* Source extract *
┄┄┄┄┄┄┄┄┄┄

If all this garbage does get thrown on us, is there any chance that we can have enough influence with our state guys to cause them to not aid in the enforcement of this [email protected]? Remember the "A" "B" "C" stickers a few years back? TP&W would not enforce that, and it was soon given up. Not being a defeatist, but its always good to have a plan b, or c, etc...

Just seems we might still have a little more pull with our own guys than with the feds. Great work Jim, Charlie, and the others. You are patriots!


----------



## jim smarr (May 21, 2004)

There was one member of the press there yesterday. Mr. Max Reed thank you for taking time to attend the GOMFCM. 



My statement to Dr. Crabtree was direct and to the point. I told him as did Charlie the system had failed. CCA and the Enviros seem to be the only folks smiling as we lose our Coastal Infrastructure. CCA was not there for the discussion as they headed for the Hotel Bar the second the Council Meeting was over. Russell Nelson and his Florida CCA buddy did not want to participate to help Texans.



I mentioned how people were closing their doors ,borrowing funds to buy fuel, Texas has lost 1.5 million license sales showing an overall downturn in all user groups, how and what are the data solutions, offered a trip card to be collected at jetties to clean up data. Roy was not pleased with me. I told him I did not believe his assessment or ability to assess the total universe of problems in Red Snapper. I pointed out specific flaws. He denied them. He offered a conference call. I agreed to talk if Dr. Shipp could be on the call. 



I told Roy we simply did not have time to wait for the Federal Government NMFS to fix the problem through normal channels. Roy said his hands were tied, some might go broke but he could not do anything due to Lawsuit. I wonder how many folks will continue to support the enviros once they figure out they have been locked out of their fishery. With the loss of the for hire sector 50 to 60 percent of Texans will be sitting with out access. The enviros will win again.

┄┄┄┄┄┄┄┄┄┄

* Provided records *
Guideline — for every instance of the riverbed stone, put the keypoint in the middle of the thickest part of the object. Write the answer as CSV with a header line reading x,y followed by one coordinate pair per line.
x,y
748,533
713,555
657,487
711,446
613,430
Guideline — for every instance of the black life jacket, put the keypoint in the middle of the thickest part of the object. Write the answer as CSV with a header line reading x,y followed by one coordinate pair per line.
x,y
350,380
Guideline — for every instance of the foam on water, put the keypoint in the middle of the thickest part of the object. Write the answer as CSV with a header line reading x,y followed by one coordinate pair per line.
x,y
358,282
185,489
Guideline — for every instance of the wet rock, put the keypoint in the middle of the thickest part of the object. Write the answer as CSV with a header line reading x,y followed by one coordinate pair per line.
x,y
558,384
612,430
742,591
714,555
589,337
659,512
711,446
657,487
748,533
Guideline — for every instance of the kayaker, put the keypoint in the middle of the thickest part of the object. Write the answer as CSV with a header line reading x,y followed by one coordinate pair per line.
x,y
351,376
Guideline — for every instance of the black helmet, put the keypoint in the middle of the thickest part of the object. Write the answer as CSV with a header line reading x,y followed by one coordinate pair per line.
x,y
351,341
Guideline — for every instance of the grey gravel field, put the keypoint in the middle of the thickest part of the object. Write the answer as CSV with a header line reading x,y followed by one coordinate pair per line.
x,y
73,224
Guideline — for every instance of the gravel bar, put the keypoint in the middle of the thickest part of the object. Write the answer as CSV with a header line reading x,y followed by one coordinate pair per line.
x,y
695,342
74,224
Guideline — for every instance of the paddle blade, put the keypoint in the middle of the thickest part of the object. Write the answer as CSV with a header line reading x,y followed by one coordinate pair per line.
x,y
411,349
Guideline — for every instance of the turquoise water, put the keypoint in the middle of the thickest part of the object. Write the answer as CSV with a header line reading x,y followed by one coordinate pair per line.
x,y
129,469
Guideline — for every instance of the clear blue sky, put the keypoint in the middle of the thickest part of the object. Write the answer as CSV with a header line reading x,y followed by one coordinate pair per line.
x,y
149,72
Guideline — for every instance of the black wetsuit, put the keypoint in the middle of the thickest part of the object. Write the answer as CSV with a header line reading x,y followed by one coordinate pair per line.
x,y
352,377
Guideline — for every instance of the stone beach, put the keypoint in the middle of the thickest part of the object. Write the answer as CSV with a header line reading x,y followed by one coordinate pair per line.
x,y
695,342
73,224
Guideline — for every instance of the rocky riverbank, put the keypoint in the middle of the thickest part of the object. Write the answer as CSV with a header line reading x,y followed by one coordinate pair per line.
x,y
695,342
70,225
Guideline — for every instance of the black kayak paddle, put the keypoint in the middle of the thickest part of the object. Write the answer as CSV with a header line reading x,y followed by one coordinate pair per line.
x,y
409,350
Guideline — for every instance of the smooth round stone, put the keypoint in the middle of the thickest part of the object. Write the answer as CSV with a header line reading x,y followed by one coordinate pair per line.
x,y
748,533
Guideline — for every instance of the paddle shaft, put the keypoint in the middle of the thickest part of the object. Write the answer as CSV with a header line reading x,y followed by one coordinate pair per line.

┄┄┄┄┄┄┄┄┄┄

* Task set *
a – According to the forum thread, how many license sales has Texas lost?
b – Copy word for word everything in the forum thread from "If all this" down to "(May 21, 2004)".
c – In the forum thread, why does the first poster suggest relying on state officials instead of federal ones if the rules are imposed?
The data shown above are separate material from the forum thread.

* Replies *
a – Texas has lost 1.5 million license sales.

b –
If all this garbage does get thrown on us, is there any chance that we can have enough influence with our state guys to cause them to not aid in the enforcement of this [email protected]? Remember the "A" "B" "C" stickers a few years back? TP&W would not enforce that, and it was soon given up. Not being a defeatist, but its always good to have a plan b, or c, etc...

Just seems we might still have a little more pull with our own guys than with the feds. Great work Jim, Charlie, and the others. You are patriots!


----------



## jim smarr (May 21, 2004)

c – The poster believes they might still have a little more pull with their own state officials than with the feds. They also point to the "A" "B" "C" stickers of a few years back, which TP&W would not enforce, so the stickers were soon given up.